■ Vorgegebener Text:
━━━━━━━━━━━━━━━━━━━━━━━━━━━━━━

# Herbstfest



## Nillonde (26. Oktober 2007)

Wie viele mitbekommen haben ist ja in HDRO gerade Herbstfest *g*
Unter anderem auf dem Marktplatz im Breeland (bevor einer fragt auf der Karte von Bree aus an der Straße nach Norden zu den Breefeldern).

Im großen und ganzen find ichs toll, nur mit ein paar Fehlern.

Weis ja nicht wie  es anderen geht aber hier mal Erfahrungsbericht:

Man kann auf dem Festplatz Kürbisse ernten die man eintauschen kann gegen andere Dinge, man kann aber nur jede Stunde ernten, jedenfalls so weit ich das verstanden habe.
Bei meinem Versuch kam aber ein "Allgemeienr Fehler" das Stundenlimit hab ich trotzdem bekommen *schmoll* 


			Dieser Inhalt steht nur eingeloggten Mitgliedern zur Verfügung.
        



Dann gabs nen Tanzwettbewerb. Den hab ich leider nie mitmachen können da ich auf dem Tanzplatz über ne geschlagene halbe Stunde stand, blödsinnig emotes ausprobiert hab und wartete das das Tanzspiel startet. Andere sagten sie standen da zwei Stunden ohne das was passierte. Keine Ahnung was da los war/ist.

Ein Kuchenwettessen gibts auch 


			Dieser Inhalt steht nur eingeloggten Mitgliedern zur Verfügung.
        


Man muss innerhalb einer Minute 6 Kuchen essen. Das hört sich leichter an als es ist. Weil nämlich um den Tisch ca. 3 bis 6 Spieler stehen die alle die Kuchen essen wollen. Geduld Leute *g*
Leider gibts da den ein oder anderen Spieler der dann ausflippt und andere anmotzt. Sowas find ich nicht nett.

Und dann gibts noch das beliebteste Spiel. Das Pferderennen. Da kann man nämlich eins der teuren und heiß begehrten Viecher gewinnen, auch unter Stufe 35.
Das Spiel startet ca. alle 15 min.
Vier Teilnehmer reiten um die Wette. Der Gewinner wird öffentlich im Chat ausgerufen und gewinnt eine Medaille die er gegen ein Herbstpferd eintauschen kann. Damit man teilnehmen kann muss man fixer als fix sein. Man muss nämlich zu den ersten vier gehören die sich die quest schnappen und zum sattel rennen.
Bei diesem Spiel mutiert die ach so nette Community teilweise zu selbstsüchtigen agressiven Spielern *g*
Schön und gut das es so beliebt ist. Aber irgendwo find ichs nicht okay das Level-50 Spieler die Spielleiterin dermaßen einkeilen das man sie gar nicht mehr anklicken kann. Das machen die so lange bis sie gewinnen weil sie unbedingt so ein Pferd haben wollen.

So weit mein Bericht 


			Dieser Inhalt steht nur eingeloggten Mitgliedern zur Verfügung.
        


Mal gespannt was andere sagen.


----------



## mantigore666 (27. Oktober 2007)

━━━━━━━━━━━━━━━━━━━━━━━━━━━━━━

■ Datenauszug:
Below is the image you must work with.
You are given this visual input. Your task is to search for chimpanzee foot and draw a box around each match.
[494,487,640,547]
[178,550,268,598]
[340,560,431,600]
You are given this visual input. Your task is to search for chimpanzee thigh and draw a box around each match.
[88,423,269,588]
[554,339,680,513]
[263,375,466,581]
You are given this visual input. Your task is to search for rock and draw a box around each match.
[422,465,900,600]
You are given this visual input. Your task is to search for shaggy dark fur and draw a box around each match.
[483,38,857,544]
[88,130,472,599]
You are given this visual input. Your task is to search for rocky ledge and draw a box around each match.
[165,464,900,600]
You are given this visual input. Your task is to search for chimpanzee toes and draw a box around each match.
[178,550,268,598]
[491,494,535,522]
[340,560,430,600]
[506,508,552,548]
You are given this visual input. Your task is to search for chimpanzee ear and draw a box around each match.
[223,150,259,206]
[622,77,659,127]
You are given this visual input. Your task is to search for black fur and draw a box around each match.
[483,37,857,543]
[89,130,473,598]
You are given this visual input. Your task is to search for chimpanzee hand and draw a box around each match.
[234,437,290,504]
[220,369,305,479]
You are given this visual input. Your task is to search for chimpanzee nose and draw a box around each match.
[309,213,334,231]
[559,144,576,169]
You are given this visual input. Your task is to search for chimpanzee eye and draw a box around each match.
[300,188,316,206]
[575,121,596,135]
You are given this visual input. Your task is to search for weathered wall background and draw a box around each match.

━━━━━━━━━━━━━━━━━━━━━━━━━━━━━━

■ Was erwartet wird: Wie geht der Forumsthread zum Herbstfest in HDRO weiter? Setze ihn fort, beginnend mit dem Beitrag von mantigore666.

■ Antwort zur Aufgabe:
kann dir nur zustimmen, ich hab die questgeberin fürs rennen nicht mal gesehen <fg>
habe mich da aber eh gefragt, wie das unter level 35 ablaufen soll...  das rennen, ok, auch die
münzen kriegt man ja...  aber man muss sein pferd verkaufen um eine quittung zu kriegen -
also liegen medaille und münzen auf halde...  nun werd ich vielleicht erst in einem monat lvl 35,
das fest ist aber schon längst vorbei, wie komm ich nun an den mir zustehenden gaul ?  ;-)

insgesamt gesehen finde ich es schöner als z.b. saufgelage in anderen spielen ;-)

aber auch bei mir gabs nen fehler beim einsammeln des kürbis...  dafür funktionieren aber die
anderen beiden quests (in celondim und in hobbingen) wo man schriftrollen einsammeln oder äpfel
fischen muss :-)


----------



## Aurengur (30. Oktober 2007)

Probleme gibts auch bei den Pferderennen...

Wenn du siehst, dass du als erstes durch das Ziel kommst, muss es nicht sein, dass du wirklich der erste bist. Dieses Problem ist den Gamemastern bekannt, sie können aber nichts dran ändern. 

Hatte sogar ein langes Gespräch mit einem GM darüber, und naja... sie können nichts dran ändern.... aber was solls, ich hab mein Pferdi, und das passt jetzt 


			Dieser Inhalt steht nur eingeloggten Mitgliedern zur Verfügung.


----------



## Kerindor (30. Oktober 2007)

Diese Probleme gibt es auf Belegaer netterweise nicht. Dort stellen sich alle brav in eine Schlange und warten bis sie dran sind. 
Wer aus der Reihe tanzt, wird beim nächsten Helegrod Raid dann schon wissen was er davon hatte 


			Dieser Inhalt steht nur eingeloggten Mitgliedern zur Verfügung.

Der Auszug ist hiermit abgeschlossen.